*Passage shown:*
(begin)

It will be noted that the secondary froth is considerably more contaminated with water and solids than the primary froth. One seeks to minimize this contamination, as the froth stream requires downstream treatment to remove solids and water, before it can be fed to the upgrading process.

It is desirable to operate the process so that as much of the bitumen as possible reports to the primary froth. The efficiency with which bitumen is collcted as primary froth is a measure of the success with which the entire bitumen in the tar sand feed has been brought to a condition amenable for spontaneous flotation. For this reason, we consider maximizing primary recovery as optimizing the entire process.

Now, the tar sand feed to the hot water process is not uniform in nature. Its properties vary in accordance with factors such as bitumen cotent, fines content, nature of the coarse solids, extent of ageing and weathering after mining, and the chemical nature of the bitumen. This variation in properties of the feedstock requires that the processing conditions be altered from time to time with a view to maximizing primary froth recovery. Some optimizing techniques, such as regulating middlings density within a preferred range or maintaining the temperature with a preferred narrow range, can assist in improving recovery over a narrow variation in the nature of the tar sand feed. But there is a need for identification of a parameter which can be monitored and used to maximize primary froth recovery over a wide range of different tar sand types.

At this point, it is useful to review the role of the "process aid", as it was understood in the past. The originator of the hot water process, Dr. Karl Clark, noted that the tar sand was acidic in nature. He taught the need to add an alkaline process aid, such as NaOH, to adjust the pH of the drum slurry to near neutral condition, in order to improve bitumen recovery in the primary separation step. Later investigators taught that it was desirable to maintain a slurry pH in the range of about 8-9, to maximize bitumen recovery.

(end)

*Material:*

(begin)

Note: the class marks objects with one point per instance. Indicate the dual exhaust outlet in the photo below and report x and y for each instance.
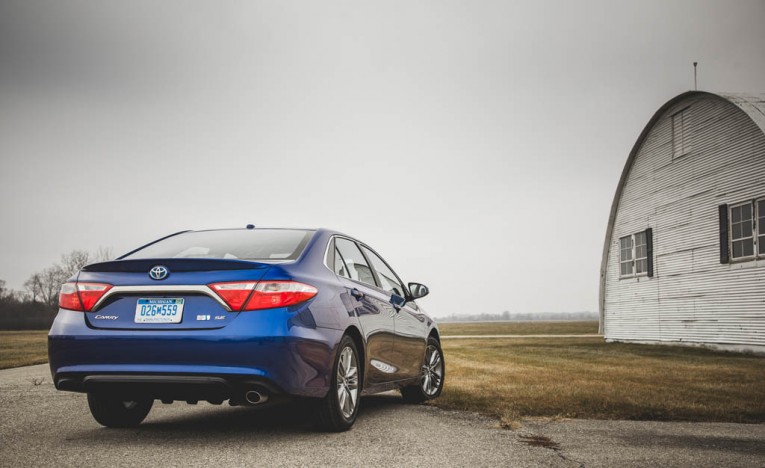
(254, 397)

(end)

*What the task requires:* Reproduce the portion of the hot water process passage starting at "At this point, it" and ending at "maximize bitumen recovery.". The material has no connection to the passage on the hot water process.

*Answer to the problem:*
At this point, it is useful to review the role of the "process aid", as it was understood in the past. The originator of the hot water process, Dr. Karl Clark, noted that the tar sand was acidic in nature. He taught the need to add an alkaline process aid, such as NaOH, to adjust the pH of the drum slurry to near neutral condition, in order to improve bitumen recovery in the primary separation step. Later investigators taught that it was desirable to maintain a slurry pH in the range of about 8-9, to maximize bitumen recovery.